- KUTIPAN BACAAN:
---+---

Perkembangannya, weber menolak menggunakan sebutan birokrasi, apabila diperuntukkan bagi pejabat yang dipilih atau seseorang yang diseleksi oleh sekumpulan orang. Dalam konteks sekarang, yang tidak termasuk dalam lingkaran birokrasi menurut Weber adalah mereka para anggota DPR dan komisi-komisi. Sebab, ciri utama dari pejabat birokrasi adalah mereka yang memperoleh jabatannya karena diangkat oleh orang lain. Weber mengatakan: “tidak ada pelaksanaan otoritas yang benar-benar birokratis, yakni semata-mata melalui pejabat yang dibayar dan diangkat secara kontraktual.”

---+---

- BARIS YANG DITAMPILKAN:

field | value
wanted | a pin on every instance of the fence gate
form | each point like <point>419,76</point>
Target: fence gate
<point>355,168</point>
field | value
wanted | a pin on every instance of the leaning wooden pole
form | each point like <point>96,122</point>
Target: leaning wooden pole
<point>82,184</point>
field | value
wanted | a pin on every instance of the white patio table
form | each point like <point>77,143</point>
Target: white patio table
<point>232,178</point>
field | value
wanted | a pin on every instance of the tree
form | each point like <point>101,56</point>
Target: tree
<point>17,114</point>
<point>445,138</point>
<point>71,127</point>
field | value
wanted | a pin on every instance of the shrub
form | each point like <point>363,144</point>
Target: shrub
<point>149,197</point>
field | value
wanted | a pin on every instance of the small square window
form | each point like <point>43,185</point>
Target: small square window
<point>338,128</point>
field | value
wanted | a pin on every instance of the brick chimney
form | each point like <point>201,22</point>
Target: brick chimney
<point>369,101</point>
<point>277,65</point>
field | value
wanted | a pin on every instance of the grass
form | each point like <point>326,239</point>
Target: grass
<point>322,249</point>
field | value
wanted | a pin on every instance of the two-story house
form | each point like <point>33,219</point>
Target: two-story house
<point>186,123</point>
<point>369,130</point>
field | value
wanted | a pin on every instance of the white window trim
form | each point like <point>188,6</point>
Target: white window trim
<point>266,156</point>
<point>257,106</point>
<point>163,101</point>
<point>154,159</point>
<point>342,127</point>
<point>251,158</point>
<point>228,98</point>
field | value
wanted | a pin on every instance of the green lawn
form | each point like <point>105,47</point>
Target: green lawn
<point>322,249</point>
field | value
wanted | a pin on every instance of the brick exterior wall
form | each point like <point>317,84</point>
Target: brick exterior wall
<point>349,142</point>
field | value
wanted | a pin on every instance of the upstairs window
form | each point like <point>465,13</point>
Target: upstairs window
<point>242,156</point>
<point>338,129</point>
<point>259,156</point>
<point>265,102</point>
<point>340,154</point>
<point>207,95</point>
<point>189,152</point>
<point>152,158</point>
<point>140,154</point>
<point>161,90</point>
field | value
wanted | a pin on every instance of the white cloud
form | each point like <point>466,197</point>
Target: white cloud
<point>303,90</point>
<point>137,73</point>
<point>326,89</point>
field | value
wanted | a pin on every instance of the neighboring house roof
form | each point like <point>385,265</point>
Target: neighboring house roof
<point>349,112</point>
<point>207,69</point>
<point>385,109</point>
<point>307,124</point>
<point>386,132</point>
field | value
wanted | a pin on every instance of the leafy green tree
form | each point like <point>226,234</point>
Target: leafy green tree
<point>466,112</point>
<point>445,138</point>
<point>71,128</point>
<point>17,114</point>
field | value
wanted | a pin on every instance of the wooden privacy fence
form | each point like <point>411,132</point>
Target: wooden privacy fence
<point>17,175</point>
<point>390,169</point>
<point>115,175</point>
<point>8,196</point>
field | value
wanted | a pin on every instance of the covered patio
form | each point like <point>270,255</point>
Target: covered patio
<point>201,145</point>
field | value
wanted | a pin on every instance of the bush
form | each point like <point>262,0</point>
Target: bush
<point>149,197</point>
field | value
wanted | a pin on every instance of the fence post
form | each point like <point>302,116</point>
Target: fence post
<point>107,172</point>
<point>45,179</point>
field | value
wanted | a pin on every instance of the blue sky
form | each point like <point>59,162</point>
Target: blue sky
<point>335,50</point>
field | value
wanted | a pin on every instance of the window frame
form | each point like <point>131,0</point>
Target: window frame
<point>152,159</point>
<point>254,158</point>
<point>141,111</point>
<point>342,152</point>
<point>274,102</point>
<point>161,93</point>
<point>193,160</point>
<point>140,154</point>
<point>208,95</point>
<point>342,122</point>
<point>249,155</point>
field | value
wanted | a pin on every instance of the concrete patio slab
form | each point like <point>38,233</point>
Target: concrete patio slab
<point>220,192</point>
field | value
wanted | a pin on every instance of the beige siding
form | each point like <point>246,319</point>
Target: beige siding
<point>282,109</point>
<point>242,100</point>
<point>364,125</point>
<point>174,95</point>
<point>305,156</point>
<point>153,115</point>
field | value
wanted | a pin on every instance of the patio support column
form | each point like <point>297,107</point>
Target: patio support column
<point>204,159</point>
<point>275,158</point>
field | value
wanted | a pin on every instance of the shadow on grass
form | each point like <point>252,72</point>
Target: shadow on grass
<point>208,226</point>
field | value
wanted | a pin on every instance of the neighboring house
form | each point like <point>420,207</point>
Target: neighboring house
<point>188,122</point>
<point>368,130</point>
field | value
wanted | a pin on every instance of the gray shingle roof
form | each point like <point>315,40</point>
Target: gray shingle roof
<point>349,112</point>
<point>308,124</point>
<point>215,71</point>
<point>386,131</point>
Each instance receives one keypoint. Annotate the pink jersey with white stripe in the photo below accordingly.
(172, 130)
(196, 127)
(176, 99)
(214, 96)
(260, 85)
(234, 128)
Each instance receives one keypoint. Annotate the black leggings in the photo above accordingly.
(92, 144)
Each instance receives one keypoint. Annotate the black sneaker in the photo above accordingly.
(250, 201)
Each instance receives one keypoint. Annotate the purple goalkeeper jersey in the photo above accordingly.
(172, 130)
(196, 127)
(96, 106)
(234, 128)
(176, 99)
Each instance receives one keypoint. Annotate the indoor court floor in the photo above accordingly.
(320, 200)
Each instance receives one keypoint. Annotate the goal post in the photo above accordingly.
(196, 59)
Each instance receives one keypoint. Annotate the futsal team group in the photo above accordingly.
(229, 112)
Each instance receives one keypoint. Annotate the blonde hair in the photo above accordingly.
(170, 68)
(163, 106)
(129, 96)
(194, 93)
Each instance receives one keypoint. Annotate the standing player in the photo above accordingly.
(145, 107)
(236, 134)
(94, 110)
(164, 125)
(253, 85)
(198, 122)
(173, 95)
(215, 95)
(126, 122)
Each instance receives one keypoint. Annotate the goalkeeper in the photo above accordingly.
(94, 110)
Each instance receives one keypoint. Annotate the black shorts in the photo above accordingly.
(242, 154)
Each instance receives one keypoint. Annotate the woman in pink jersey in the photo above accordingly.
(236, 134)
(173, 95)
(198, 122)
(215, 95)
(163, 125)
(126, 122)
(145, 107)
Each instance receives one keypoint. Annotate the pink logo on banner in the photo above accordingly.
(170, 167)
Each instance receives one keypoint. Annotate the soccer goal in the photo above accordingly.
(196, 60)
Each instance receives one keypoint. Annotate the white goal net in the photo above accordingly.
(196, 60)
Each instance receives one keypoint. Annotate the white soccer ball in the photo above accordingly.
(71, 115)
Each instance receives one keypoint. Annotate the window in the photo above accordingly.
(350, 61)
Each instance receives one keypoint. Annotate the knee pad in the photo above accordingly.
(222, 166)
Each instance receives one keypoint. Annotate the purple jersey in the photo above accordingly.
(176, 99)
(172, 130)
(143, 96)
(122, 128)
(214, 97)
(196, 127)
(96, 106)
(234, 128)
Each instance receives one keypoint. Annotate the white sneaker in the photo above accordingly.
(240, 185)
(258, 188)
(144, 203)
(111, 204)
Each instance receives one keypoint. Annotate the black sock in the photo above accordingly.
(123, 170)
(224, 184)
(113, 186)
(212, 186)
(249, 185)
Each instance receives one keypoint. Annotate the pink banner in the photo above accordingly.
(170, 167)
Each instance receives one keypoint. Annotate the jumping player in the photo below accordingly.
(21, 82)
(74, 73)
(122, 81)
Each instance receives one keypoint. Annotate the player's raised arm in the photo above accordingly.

---+---

- TUGAS:
1 - Tentukan apakah setiap pernyataan berikut sesuai dengan kutipan bacaan. Jawab ya atau tidak, lalu kutip kata-kata penentunya dari kutipan bacaan.
(a) Anggota DPR termasuk dalam lingkaran birokrasi menurut Weber.
(b) Ciri utama pejabat birokrasi adalah memperoleh jabatan karena diangkat oleh orang lain.
(c) Weber menolak memakai sebutan birokrasi untuk pejabat yang dipilih.
2 - Jawab pertanyaan berikut berdasarkan kutipan bacaan.
(a) Dalam konteks sekarang, siapa yang tidak termasuk lingkaran birokrasi menurut Weber?
(b) Menurut ucapan Weber yang dikutip, pelaksanaan otoritas yang benar-benar birokratis berlangsung semata-mata melalui pejabat seperti apa?

- JAWABAN PER TUGAS:
1 -
(a) Tidak: "yang tidak termasuk dalam lingkaran birokrasi menurut Weber adalah mereka para anggota DPR dan komisi-komisi"
(b) Ya: "ciri utama dari pejabat birokrasi adalah mereka yang memperoleh jabatannya karena diangkat oleh orang lain"
(c) Ya: "weber menolak menggunakan sebutan birokrasi, apabila diperuntukkan bagi pejabat yang dipilih"

2 -
(a) Para anggota DPR dan komisi-komisi.
(b) Pejabat yang dibayar dan diangkat secara kontraktual.